▸ **ОТРЫВОК ДЛЯ ЧТЕНИЯ**:
Здесь уже, по меньшей мере, в раковине воинствующего атеизма наметилась трещина. Все, что происходит вокруг Бога, признает Харрис, происходит в уме. При этом однако он пытается примирить две непримиримые возможности, ибо они исходят из двух противоположных миров. Своей буддийской стороной он понимает, что чем больше погружаешься в свое собственное осознание, тем больше индивидуальное «я» тяготеет к исчезновению. В буддизме «я», которым человек определяет сам себя, не существует. Это чисто умственное творение, маскирующее то, что является доподлинно реальным, – уровень сознания, которое открыто, ничем не связано и свободно от страданий. Как только оказывается очевидной иллюзия «я», остается только сознание само по себе, то есть пребывающее в состоянии, которое в буддизме обозначается как «пустота». Вторя буддизму, Харрис наконец находит духовную причину отрицать – или не принимать, не имея в том нужды, – персонального Бога. Такой Бог существует только как поддержка иллюзии личного «я».

▸ **ИСХОДНЫЕ ЗАПИСИ**:

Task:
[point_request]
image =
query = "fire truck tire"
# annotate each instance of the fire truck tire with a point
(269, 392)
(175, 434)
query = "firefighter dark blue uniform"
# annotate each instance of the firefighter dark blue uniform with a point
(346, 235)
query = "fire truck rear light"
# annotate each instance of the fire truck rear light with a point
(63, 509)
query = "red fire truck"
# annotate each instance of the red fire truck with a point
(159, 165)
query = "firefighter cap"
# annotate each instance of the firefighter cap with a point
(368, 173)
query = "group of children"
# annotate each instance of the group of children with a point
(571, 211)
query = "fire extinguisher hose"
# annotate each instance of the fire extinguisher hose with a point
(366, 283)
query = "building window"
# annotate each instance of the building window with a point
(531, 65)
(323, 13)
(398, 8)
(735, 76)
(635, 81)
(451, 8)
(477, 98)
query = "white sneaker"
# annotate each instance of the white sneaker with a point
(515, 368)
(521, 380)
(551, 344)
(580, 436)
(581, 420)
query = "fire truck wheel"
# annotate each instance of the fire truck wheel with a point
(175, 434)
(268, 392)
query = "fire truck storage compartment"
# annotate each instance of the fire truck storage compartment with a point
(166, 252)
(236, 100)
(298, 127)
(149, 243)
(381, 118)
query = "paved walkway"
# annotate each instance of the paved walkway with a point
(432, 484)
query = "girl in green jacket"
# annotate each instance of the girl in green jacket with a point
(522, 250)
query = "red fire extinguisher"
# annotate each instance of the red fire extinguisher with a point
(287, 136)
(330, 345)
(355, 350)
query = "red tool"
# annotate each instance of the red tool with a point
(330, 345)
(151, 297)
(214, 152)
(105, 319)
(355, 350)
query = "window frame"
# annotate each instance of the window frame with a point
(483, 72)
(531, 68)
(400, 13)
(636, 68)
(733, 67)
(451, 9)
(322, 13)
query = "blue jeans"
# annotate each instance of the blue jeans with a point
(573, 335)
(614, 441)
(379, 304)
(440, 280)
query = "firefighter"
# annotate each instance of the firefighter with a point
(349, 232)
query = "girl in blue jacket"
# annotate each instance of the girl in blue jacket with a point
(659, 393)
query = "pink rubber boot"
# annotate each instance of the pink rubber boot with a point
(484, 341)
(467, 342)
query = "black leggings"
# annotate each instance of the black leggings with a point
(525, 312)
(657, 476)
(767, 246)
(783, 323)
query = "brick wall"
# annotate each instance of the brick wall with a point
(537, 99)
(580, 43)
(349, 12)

▸ **ПРОВЕРЬТЕ ПОНИМАНИЕ**:
[1] Перечислите все свойства уровня сознания, которые названы в отрывке о Харрисе и буддизме.
[2] Где, как признает Харрис в отрывке о буддизме, происходит все, что происходит вокруг Бога?
[3] Допишите отрывок о Харрисе и буддизме: начните сразу после его последнего предложения.

▸ **ОТВЕТЫ**:
[1] Открыто; ничем не связано; свободно от страданий.

[2] В уме.

[3]
Своей другой стороной, ультрарационалистической, Харрис с подозрением относится ко всему, что выходит за рамки его представлений, вроде чистого сознания Будды. Он убежден, что жизнь – это то, что происходит прямо сейчас, по мере разворачивания событий. Нет, да и не может быть таких реалий, как вечный или трансцендентный ум. Что касается великих духовных подвижников, постигших трансцендентное, то Харрис едко потешается над ними: «А почему, собственно, мы должны им верить?» (Он совершенно глух к очевидному возражению: мы должны им верить хотя бы потому, что они это постигли.) При этом он уверяет нас, что хочет быть честным. Если чему и следует верить, то лишь донесениям нашего «я». Когда кто-то говорит: «Мне грустно», то это свидетельство происходящего есть «золотой стандарт». То же самое относится ко множеству вещей, в которые мы хотим поверить: «Донесения “я” остаются нашим единственным поводырем», ведущим нас в реальность существования «депрессии, гнева, радости, зрительных и слуховых галлюцинаций, снов и даже боли». Тогда почему же Харрис не приемлет я-донесения всех святых, мудрецов и визионеров, сколько их ни есть в истории человечества?